### What you have to do:
From the records below, reproduce verbatim every line from the one containing "rooftop class. Output a bounding box per detection." through the one containing "[76,17,100,96]", including both of those lines.

### Entries shown:
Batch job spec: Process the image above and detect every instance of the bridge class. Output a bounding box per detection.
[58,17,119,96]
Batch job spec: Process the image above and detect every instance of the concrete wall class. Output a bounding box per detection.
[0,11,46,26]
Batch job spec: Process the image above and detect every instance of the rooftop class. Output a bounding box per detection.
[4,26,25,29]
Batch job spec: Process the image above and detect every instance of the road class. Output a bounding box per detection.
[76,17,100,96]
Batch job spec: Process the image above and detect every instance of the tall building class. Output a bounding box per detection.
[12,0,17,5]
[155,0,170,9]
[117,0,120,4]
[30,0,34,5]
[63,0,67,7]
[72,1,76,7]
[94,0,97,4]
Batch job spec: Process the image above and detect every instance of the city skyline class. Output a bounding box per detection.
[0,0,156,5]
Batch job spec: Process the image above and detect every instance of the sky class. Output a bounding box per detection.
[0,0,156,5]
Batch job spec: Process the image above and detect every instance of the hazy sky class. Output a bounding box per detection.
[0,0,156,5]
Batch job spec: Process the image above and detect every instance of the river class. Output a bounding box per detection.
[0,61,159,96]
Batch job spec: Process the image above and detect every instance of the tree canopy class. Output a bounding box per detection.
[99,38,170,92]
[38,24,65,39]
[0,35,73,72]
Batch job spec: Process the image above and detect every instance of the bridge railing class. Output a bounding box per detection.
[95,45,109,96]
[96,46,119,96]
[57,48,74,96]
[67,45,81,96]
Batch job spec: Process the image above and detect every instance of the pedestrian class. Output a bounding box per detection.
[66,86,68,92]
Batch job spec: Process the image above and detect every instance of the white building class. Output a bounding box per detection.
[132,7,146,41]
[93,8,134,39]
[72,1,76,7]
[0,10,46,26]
==
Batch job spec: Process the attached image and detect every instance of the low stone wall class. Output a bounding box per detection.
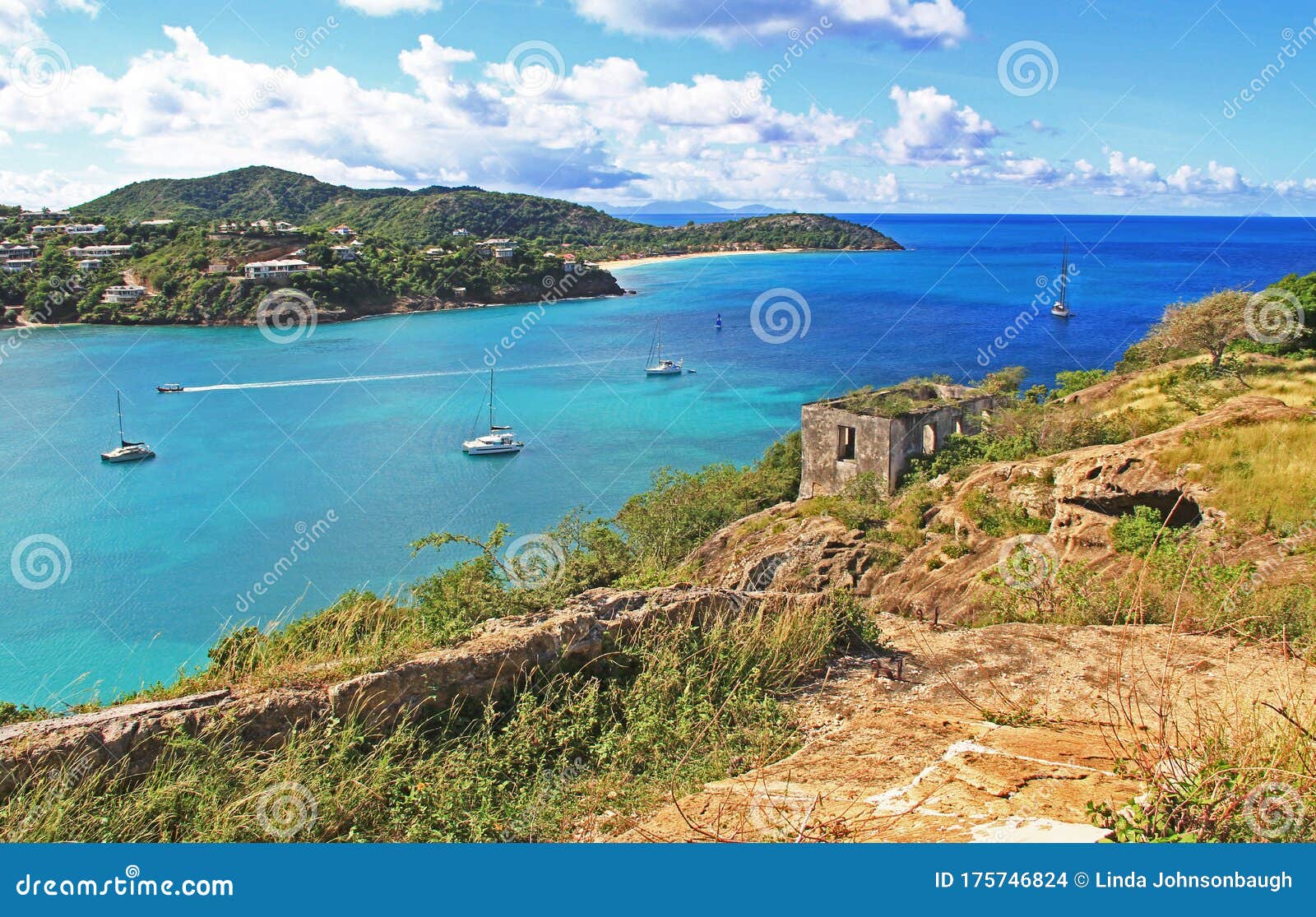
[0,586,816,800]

### Task answer:
Batch job spec: Process the image above and detect every instance of the rooftop class. Output a bounding box per detection.
[4,26,25,29]
Batch job spec: Process the image above and detect every instance of the road class. Output a bounding box per detection.
[76,17,100,96]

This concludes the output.